Aim a
State how many lines in the entries below contain the string "tree". Case counts.
### Supplied text
Dynamically switching between different providers

Hi all,

we were looking forward to the count + for_each feature on modules quite some time and are very happy that it made it now to 0.13. Thanks for your good work!

But we are struggling a bit with the implementation for our use-case. We have one terraform repo with modules for different cloud providers (aws, gcp, azure). The modules share the input variables. Only one of that modules will be applied, depending on user decision. At the moment we use resource targeting to only run one module for the cloud-provider of choice t achieve that.

Now with the new count possibility we wanted to get rid of the targeting, as it has some other side effects. So the idea is, depending on a input variable only the desired cloud-provider module gets enabled and applied (count=1) and the others don’t.
But this does not work, because all of the terraform providers have to be configured top-level (no nested provider configs allowed) and need valid specs (e.g. auth credentials) set.

How can we achieve that? Our users can only provide settings for one specific provider.
Any ideas on how to maybe restructure the layout of the modules to achieve that, without targeting the module on every apply using the count on modules?

Thanks & Greetings,
Tom

Hi @tpatzig,

Having a single module be able to dynamically switch between providers is not an intended use-case of module count and for_each.

Our Module Composition guide has a section Multi-cloud Abstractions which describes the recommended way to achieve that: write a separate module for each provider while keeping the module interfaces (input variables and output values) similar, and then the calling module can decide which implementation to use by choosing the appropriate module.

If an object oriented programming analogy is helpful to you, you could perhaps think of this as like the difference between having a single class that handles all possible variations of a particular kind of functionality (what you tried) vs. defining an interface and then implementing it several times with the caller deciding which implementation to use. Terraform’s structural type system means that it’s slightly different in the details (e.g. “interface” in Terraform is a matter of conventions, not a named concept in its own right), but the design principle is similar.

If you’d like to talk about that some more then I’m happy to get into more details in a separate forum topic!
######
### The data
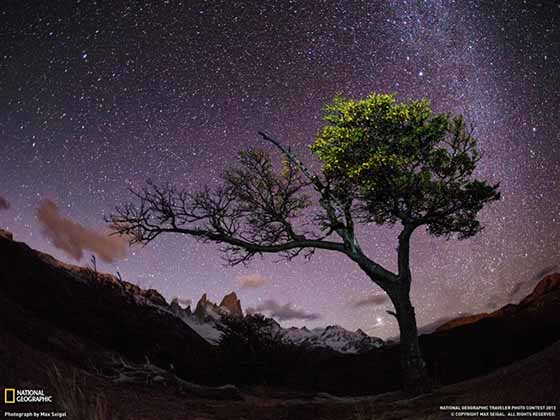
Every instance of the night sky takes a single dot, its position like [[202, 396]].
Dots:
[[97, 97]]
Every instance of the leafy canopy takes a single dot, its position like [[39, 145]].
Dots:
[[400, 161]]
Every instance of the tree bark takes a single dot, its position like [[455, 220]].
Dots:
[[414, 374]]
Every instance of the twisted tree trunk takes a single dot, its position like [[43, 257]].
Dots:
[[414, 374]]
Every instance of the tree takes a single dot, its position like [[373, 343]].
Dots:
[[383, 163]]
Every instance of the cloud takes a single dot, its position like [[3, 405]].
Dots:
[[520, 289], [183, 302], [282, 312], [74, 239], [4, 204], [252, 281], [546, 270], [371, 300], [432, 326]]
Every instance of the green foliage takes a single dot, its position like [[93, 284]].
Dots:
[[400, 161]]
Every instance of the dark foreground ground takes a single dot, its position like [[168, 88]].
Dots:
[[105, 349], [532, 381]]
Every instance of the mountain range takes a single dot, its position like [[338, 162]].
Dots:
[[56, 314], [205, 320]]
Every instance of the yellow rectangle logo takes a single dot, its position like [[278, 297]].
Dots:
[[9, 395]]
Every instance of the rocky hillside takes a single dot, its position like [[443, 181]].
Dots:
[[205, 320], [81, 314], [52, 312]]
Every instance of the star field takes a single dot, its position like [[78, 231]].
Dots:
[[97, 98]]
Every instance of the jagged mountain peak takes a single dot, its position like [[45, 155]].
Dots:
[[232, 303]]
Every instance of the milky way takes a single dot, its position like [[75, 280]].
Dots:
[[96, 99]]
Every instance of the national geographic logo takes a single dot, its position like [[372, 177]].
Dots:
[[12, 396]]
######
Aim b
Extend the Terraform forum thread above with the part that comes next, picking up right after its final sentence.

Final answer a
3

Final answer b
I noticed that some providers accept inputs defining safe, do nothing configurations. This appears to allow the following:

locals {
  aws = {
    region = "",
    access_key = "",
    secret_key = ""
  }
  azurerm = {
    subscription_id = "",
    client_id = "",
    client_secret = "",
    tenant_id = ""
  }
  digitalocean = {
    token = ""
  }
}

provider aws {
  region = local.aws.region
  access_key = local.aws.access_key
  secret_key = local.aws.secret_key
}

module use_aws {
  source = "./aws"
  count = local.aws.region != "" ? 1 : 0
}

provider azurerm {
  features {}
  subscription_id = local.azurerm.subscription_id
  client_id = local.azurerm.client_id
  client_secret = local.azurerm.client_secret
  tenant_id = local.azurerm.tenant_id
}

module use_azurerm {
  source = "./azurerm"
  count = local.azurerm.subscription_id != "" ? 1 : 0
}

provider digitalocean {
  token = local.digitalocean.token
}

module use_digitalocean {
  source = "./digitalocean"
  count = local.digitalocean.token != "" ? 1 : 0
}

provider null {}

resource null_resource testresource {
  provisioner local-exec { command = "echo this works" }
}

Move the locals block into vars, and user input should be able to dictate which providers are used without creating a new root module.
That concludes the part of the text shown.